__EXERCISE DETAILS__: Find the line holding "light blue house." in the entries below. Give it again exactly, along with every line after it up to and including the line holding "for wooden post.".

*****

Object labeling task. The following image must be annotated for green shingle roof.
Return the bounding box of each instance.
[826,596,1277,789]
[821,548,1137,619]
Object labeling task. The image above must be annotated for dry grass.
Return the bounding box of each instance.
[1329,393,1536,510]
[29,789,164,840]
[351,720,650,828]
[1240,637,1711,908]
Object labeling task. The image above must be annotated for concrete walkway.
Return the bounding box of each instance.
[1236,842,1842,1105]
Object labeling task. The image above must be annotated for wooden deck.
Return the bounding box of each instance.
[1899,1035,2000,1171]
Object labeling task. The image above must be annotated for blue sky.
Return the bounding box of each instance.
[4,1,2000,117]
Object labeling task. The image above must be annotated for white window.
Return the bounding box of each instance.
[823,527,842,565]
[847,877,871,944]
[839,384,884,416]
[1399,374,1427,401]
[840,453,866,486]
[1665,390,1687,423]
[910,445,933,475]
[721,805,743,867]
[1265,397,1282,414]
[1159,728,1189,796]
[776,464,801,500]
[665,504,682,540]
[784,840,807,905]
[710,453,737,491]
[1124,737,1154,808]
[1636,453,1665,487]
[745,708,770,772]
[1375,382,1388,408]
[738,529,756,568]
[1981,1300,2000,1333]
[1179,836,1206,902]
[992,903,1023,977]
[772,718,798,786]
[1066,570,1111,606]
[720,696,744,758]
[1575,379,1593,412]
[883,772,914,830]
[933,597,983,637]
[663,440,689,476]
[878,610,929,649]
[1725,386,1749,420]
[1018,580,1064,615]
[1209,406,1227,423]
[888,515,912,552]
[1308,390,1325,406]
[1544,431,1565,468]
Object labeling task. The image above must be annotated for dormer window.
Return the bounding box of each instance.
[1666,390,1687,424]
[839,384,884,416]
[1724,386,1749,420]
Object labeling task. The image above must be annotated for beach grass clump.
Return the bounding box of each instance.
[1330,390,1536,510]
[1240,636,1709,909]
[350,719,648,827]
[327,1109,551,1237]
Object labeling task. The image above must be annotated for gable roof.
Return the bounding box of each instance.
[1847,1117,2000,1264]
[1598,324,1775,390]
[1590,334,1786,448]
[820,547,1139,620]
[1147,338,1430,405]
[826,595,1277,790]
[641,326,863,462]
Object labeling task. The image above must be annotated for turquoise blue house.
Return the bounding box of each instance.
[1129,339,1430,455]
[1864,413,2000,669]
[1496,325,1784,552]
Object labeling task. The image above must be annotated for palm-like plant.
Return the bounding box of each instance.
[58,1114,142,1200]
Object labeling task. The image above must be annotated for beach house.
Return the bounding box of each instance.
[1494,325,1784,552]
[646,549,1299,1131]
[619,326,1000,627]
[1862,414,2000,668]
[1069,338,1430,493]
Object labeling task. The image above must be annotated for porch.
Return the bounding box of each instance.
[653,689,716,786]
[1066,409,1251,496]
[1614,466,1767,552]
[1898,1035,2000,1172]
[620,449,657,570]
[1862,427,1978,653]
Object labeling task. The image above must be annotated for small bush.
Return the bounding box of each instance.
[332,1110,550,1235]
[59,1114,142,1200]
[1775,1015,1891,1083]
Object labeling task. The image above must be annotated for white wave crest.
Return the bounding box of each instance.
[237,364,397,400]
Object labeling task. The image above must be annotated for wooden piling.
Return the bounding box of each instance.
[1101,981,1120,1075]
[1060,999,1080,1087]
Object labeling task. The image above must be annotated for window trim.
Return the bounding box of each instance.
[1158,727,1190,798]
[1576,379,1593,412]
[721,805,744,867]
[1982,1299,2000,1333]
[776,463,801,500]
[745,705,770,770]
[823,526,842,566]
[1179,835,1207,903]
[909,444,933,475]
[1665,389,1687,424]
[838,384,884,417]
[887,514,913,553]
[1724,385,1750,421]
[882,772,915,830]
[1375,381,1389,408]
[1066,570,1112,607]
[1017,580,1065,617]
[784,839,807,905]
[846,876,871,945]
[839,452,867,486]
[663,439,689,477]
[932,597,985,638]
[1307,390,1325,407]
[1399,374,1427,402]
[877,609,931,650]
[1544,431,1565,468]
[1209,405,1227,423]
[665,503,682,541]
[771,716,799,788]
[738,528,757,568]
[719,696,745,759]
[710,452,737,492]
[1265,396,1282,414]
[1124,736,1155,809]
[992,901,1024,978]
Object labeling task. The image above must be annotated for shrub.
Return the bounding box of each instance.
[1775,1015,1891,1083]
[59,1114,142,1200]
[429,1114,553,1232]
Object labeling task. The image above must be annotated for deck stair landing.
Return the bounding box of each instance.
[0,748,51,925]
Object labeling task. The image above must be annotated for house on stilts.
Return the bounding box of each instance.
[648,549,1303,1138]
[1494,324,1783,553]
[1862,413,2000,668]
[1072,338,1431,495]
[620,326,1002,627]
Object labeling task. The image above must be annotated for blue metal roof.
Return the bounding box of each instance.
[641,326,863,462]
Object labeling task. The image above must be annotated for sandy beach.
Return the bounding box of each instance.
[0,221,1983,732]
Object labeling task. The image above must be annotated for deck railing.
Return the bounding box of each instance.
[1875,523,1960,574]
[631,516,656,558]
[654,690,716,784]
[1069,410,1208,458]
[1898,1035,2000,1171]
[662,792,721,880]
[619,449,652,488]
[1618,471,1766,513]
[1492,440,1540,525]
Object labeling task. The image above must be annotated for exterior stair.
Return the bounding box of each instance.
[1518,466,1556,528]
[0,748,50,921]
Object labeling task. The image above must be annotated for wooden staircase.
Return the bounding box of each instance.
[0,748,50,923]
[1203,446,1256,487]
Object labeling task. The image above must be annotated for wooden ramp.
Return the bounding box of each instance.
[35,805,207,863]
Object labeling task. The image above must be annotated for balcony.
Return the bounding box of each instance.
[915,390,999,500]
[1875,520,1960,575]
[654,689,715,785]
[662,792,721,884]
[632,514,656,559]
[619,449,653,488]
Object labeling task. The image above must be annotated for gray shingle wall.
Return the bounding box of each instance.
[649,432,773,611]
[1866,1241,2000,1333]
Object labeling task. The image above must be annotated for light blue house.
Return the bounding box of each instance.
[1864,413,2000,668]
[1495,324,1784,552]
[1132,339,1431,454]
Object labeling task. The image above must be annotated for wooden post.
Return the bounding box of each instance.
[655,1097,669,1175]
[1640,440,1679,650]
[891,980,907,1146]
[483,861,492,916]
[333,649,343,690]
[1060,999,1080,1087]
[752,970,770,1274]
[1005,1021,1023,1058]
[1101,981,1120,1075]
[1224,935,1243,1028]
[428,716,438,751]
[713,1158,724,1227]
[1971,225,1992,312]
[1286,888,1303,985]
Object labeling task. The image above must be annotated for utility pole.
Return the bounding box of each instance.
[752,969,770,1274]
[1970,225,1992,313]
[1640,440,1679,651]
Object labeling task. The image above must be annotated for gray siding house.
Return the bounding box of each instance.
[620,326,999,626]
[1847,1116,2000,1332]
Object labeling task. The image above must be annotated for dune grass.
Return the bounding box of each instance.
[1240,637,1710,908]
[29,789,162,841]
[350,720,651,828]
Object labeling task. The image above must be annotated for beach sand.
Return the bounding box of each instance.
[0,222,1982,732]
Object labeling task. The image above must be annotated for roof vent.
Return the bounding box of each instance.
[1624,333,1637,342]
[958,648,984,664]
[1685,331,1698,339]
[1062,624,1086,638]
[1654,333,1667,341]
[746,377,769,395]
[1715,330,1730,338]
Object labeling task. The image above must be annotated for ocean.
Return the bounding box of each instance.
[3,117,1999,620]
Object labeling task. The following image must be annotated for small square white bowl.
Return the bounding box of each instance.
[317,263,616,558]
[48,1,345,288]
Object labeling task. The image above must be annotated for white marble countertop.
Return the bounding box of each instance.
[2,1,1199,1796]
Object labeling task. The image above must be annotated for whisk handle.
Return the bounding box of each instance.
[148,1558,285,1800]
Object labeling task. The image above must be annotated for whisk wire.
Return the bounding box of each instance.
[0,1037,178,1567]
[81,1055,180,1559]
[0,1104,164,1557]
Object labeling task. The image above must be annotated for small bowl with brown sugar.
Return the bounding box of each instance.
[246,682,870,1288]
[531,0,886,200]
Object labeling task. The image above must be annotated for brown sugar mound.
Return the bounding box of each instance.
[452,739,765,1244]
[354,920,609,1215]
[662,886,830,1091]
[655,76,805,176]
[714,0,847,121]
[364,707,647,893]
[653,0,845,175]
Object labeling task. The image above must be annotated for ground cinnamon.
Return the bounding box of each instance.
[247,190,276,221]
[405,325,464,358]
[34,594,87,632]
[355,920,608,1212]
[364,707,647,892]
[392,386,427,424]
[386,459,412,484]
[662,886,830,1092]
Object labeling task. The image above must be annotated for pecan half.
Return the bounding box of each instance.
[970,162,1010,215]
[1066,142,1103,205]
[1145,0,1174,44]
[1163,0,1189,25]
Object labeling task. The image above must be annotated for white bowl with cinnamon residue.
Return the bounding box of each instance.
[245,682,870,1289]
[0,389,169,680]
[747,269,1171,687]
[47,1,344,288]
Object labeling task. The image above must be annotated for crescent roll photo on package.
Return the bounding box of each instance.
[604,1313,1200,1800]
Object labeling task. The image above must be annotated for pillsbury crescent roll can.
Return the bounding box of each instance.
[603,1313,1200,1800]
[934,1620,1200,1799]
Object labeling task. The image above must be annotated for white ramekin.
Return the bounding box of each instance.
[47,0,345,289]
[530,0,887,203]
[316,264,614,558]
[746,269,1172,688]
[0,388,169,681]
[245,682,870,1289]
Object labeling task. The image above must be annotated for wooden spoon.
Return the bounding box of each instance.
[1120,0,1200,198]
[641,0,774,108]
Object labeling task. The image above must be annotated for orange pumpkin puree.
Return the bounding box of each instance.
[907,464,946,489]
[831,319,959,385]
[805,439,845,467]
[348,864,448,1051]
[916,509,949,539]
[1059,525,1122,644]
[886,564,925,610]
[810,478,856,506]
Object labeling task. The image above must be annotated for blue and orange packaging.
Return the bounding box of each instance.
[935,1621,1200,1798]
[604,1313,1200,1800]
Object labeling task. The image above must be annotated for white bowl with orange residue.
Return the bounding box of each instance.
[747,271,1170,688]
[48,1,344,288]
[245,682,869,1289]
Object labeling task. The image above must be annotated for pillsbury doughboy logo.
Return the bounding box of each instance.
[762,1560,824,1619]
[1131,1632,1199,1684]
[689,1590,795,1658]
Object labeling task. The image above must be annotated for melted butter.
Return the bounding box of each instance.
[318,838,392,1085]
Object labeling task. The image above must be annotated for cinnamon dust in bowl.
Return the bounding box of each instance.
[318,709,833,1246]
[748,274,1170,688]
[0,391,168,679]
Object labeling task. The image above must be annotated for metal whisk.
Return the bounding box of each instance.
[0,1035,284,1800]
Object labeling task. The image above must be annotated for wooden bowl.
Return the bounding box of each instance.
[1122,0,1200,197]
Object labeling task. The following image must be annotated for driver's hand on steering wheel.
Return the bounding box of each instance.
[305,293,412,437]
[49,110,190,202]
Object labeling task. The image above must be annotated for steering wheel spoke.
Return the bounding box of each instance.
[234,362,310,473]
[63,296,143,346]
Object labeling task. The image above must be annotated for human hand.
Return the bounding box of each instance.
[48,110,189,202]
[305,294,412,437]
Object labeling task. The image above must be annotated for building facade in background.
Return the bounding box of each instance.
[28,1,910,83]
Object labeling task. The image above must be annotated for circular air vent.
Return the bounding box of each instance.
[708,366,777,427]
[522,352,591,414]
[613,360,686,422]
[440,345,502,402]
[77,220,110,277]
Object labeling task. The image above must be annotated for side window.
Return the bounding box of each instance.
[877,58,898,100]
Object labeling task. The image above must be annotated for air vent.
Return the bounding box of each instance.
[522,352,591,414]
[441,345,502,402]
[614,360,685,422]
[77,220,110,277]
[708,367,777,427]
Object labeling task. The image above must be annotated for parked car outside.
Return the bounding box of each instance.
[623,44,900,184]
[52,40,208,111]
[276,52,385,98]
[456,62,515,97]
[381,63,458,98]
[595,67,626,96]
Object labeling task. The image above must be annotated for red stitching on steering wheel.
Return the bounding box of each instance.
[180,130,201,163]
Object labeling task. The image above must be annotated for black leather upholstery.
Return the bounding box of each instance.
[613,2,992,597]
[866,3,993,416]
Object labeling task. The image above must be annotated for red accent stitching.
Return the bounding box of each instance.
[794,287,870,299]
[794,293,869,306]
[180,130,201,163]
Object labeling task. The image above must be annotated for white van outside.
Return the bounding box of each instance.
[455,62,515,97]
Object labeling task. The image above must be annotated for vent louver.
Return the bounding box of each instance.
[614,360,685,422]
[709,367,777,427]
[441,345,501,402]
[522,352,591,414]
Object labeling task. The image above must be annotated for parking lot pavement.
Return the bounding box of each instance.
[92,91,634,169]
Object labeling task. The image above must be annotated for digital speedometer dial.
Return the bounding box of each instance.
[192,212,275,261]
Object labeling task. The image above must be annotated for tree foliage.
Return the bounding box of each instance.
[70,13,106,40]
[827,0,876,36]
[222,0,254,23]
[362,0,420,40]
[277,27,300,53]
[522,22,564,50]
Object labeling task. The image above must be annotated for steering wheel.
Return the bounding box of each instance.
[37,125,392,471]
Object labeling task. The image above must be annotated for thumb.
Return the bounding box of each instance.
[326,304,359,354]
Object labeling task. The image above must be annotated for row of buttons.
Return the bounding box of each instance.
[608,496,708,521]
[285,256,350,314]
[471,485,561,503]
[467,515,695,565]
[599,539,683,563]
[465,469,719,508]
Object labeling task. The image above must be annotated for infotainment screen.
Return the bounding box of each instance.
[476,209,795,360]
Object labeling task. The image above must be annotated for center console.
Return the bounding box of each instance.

*****

__PROBLEM SOLUTION__:
Object labeling task. The image above must be annotated for light blue house.
Return the bounding box of each instance.
[1864,413,2000,668]
[1495,324,1784,552]
[1132,339,1431,454]
Object labeling task. The image above must be annotated for wooden post.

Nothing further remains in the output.